* Problems and tasks:
A – List the competing formal models named in the second paragraph of the tutorial description, giving the area each is linked to.
B – Translate this sentence from the tutorial description into Spanish: "A particularly significant case in point is provided by PCFGs, which have not proved competitive with straight trigram models."
-------- Document text --------
Bulgarian Academy of Sciences

Over the past decade, attention has gradually shifted from the estimation of parameters to the learning of linguistic structure (for a survey see Smith 2011). The Mathematics of Language (MOL) SIG put together this tutorial, composed of three lectures, to highlight some alternative learning paradigms in speech, syntax, and semantics in the hopes of accelerating this trend.

Given the broad range of competing formal models such as templates in speech, PCFGs and various MCS models in syntax, logic-based and association-based models in semantics, it is somewhat surprising that the bulk of the applied work is still performed by HMMs. A particularly significant case in point is provided by PCFGs, which have not proved competitive with straight trigram models. Undergirding the practical failure of PCFGs is a more subtle theoretical problem, that the nonterminals in better PCFGs cannot be identified with the kind of nonterminal labels that grammarians assume, and conversely, PCFGs embodying some form of grammatical knowledge tend not to outperform flatly initialized models that make no use of such knowledge. A natural response to this outcome is to retrench and use less powerful formal models, and the first lecture will be spent in the subregular space of formal models even less powerful than finite state automata.
-------- Data extract --------
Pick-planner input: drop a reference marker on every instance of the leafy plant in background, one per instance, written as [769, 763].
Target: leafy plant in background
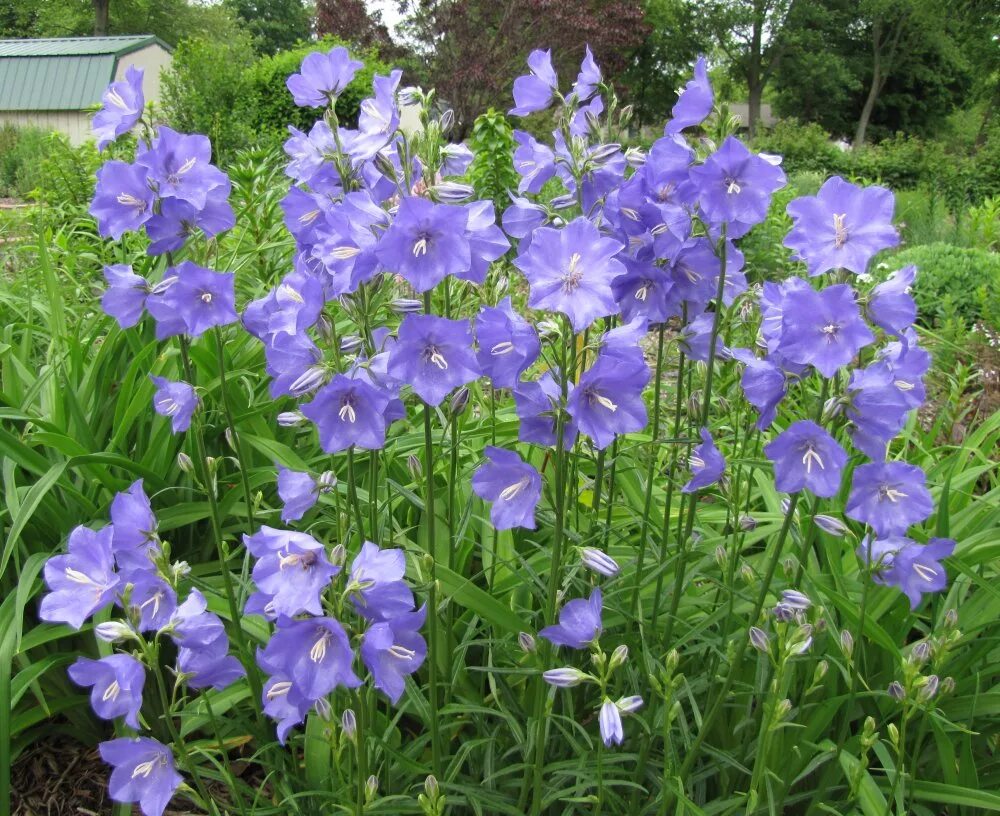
[623, 573]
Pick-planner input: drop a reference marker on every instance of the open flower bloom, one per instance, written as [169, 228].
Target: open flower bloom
[915, 569]
[706, 462]
[322, 77]
[889, 497]
[514, 487]
[83, 581]
[805, 456]
[434, 355]
[117, 682]
[143, 772]
[393, 649]
[291, 572]
[426, 242]
[823, 329]
[176, 400]
[841, 227]
[349, 412]
[508, 344]
[534, 91]
[191, 300]
[579, 623]
[694, 102]
[121, 106]
[570, 270]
--------
* Your responses:
A –
- Templates (speech)
- PCFGs (syntax)
- Various MCS models (syntax)
- Logic-based models (semantics)
- Association-based models (semantics)

B – Un caso particularmente significativo lo constituyen los PCFG, que no han demostrado ser competitivos frente a los modelos de trigramas simples.